PROMPT >> Copy the full set of lines exactly as given.

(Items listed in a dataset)
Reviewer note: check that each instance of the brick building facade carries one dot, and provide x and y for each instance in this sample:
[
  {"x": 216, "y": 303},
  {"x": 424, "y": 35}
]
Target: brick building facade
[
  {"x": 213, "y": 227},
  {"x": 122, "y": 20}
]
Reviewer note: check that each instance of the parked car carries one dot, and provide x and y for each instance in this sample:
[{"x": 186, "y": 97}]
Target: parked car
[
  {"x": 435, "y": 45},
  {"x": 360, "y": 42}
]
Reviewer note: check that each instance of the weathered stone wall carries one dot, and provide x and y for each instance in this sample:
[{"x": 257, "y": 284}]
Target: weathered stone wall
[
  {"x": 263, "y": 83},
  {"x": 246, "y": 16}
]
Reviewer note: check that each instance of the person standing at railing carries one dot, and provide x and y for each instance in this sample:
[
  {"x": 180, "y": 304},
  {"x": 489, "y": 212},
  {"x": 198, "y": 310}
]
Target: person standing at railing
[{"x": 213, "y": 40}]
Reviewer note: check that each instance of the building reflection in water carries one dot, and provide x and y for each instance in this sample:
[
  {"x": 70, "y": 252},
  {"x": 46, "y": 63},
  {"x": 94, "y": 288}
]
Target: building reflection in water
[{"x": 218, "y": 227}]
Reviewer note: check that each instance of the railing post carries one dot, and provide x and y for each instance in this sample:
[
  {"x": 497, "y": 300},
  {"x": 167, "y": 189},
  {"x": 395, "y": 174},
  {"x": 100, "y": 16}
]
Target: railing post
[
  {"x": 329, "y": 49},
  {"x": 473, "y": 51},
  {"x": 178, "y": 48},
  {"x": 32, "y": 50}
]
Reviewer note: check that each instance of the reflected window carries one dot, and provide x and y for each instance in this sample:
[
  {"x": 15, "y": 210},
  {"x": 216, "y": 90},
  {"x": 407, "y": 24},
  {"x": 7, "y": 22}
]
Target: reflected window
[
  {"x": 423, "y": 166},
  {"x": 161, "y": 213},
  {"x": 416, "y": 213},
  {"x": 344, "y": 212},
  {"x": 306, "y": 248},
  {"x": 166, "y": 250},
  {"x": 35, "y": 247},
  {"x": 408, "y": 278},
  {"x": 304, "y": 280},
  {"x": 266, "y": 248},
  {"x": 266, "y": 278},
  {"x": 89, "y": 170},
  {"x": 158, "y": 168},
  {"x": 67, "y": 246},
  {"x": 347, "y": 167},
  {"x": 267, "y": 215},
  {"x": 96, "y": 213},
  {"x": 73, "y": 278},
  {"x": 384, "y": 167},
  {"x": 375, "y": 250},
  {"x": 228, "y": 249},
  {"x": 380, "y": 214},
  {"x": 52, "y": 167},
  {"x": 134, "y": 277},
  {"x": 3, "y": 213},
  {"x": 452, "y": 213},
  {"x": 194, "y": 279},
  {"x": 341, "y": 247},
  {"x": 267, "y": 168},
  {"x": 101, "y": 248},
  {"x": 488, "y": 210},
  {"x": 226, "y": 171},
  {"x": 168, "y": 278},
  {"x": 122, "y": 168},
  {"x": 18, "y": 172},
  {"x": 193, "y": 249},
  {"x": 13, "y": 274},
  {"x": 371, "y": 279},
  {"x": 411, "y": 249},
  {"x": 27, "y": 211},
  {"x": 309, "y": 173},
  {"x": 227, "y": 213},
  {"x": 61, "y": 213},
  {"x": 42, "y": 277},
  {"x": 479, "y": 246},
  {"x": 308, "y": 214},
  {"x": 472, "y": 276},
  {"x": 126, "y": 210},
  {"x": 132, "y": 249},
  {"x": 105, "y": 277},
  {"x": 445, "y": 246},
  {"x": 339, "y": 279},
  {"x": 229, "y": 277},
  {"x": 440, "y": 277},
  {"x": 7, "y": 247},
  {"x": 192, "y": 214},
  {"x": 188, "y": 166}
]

COMPLETED TASK >>
Reviewer note: check that each instance of the brick building facade carries one dot, and provide x and y for each instance in this sample:
[
  {"x": 216, "y": 303},
  {"x": 424, "y": 35}
]
Target: brick building facade
[
  {"x": 213, "y": 227},
  {"x": 122, "y": 20}
]
Reviewer note: check that each instance of the parked car carries one dot, and provide x and y for each instance in this sample:
[{"x": 186, "y": 97}]
Target: parked car
[
  {"x": 435, "y": 45},
  {"x": 360, "y": 42}
]
Reviewer note: check that each instance of the weathered stone wall carries one dot, and provide x and y for each instance in this sample:
[{"x": 257, "y": 284}]
Target: weathered stone wall
[
  {"x": 263, "y": 83},
  {"x": 246, "y": 16}
]
Reviewer note: check that each instance of the person standing at railing carries one dot, and provide x and y for each instance in this sample:
[
  {"x": 180, "y": 304},
  {"x": 489, "y": 212},
  {"x": 198, "y": 310}
]
Target: person standing at railing
[{"x": 213, "y": 40}]
Reviewer note: check that each instance of the building reflection in water carries one dot, and provide x and y for each instance in this sample:
[
  {"x": 70, "y": 252},
  {"x": 46, "y": 63},
  {"x": 94, "y": 288}
]
Target: building reflection in water
[{"x": 218, "y": 227}]
Reviewer note: check that each instance of the railing post carries one dot, and provide x and y for each instance in this sample:
[
  {"x": 497, "y": 300},
  {"x": 167, "y": 189},
  {"x": 395, "y": 174},
  {"x": 100, "y": 16}
]
Target: railing post
[
  {"x": 329, "y": 49},
  {"x": 473, "y": 51},
  {"x": 178, "y": 48},
  {"x": 32, "y": 50}
]
Reviewer note: check that each instance of the reflected window carries one dot, and provide x and y for each instance in this sample:
[
  {"x": 15, "y": 210},
  {"x": 216, "y": 90},
  {"x": 407, "y": 24},
  {"x": 7, "y": 22}
]
Target: reflected window
[
  {"x": 423, "y": 166},
  {"x": 161, "y": 213},
  {"x": 416, "y": 213},
  {"x": 344, "y": 212},
  {"x": 306, "y": 248},
  {"x": 166, "y": 250},
  {"x": 35, "y": 247},
  {"x": 408, "y": 278},
  {"x": 304, "y": 280},
  {"x": 266, "y": 248},
  {"x": 266, "y": 278},
  {"x": 89, "y": 170},
  {"x": 158, "y": 168},
  {"x": 67, "y": 246},
  {"x": 347, "y": 167},
  {"x": 267, "y": 215},
  {"x": 96, "y": 213},
  {"x": 73, "y": 278},
  {"x": 384, "y": 167},
  {"x": 375, "y": 250},
  {"x": 228, "y": 249},
  {"x": 380, "y": 214},
  {"x": 52, "y": 167},
  {"x": 134, "y": 277},
  {"x": 3, "y": 213},
  {"x": 452, "y": 213},
  {"x": 194, "y": 279},
  {"x": 341, "y": 247},
  {"x": 267, "y": 168},
  {"x": 101, "y": 248},
  {"x": 488, "y": 210},
  {"x": 226, "y": 171},
  {"x": 168, "y": 278},
  {"x": 122, "y": 168},
  {"x": 18, "y": 172},
  {"x": 193, "y": 249},
  {"x": 13, "y": 274},
  {"x": 371, "y": 279},
  {"x": 411, "y": 249},
  {"x": 27, "y": 211},
  {"x": 309, "y": 173},
  {"x": 227, "y": 213},
  {"x": 61, "y": 213},
  {"x": 42, "y": 277},
  {"x": 479, "y": 246},
  {"x": 308, "y": 214},
  {"x": 472, "y": 276},
  {"x": 126, "y": 210},
  {"x": 132, "y": 249},
  {"x": 105, "y": 277},
  {"x": 445, "y": 246},
  {"x": 339, "y": 279},
  {"x": 229, "y": 277},
  {"x": 440, "y": 277},
  {"x": 7, "y": 247},
  {"x": 192, "y": 214},
  {"x": 188, "y": 166}
]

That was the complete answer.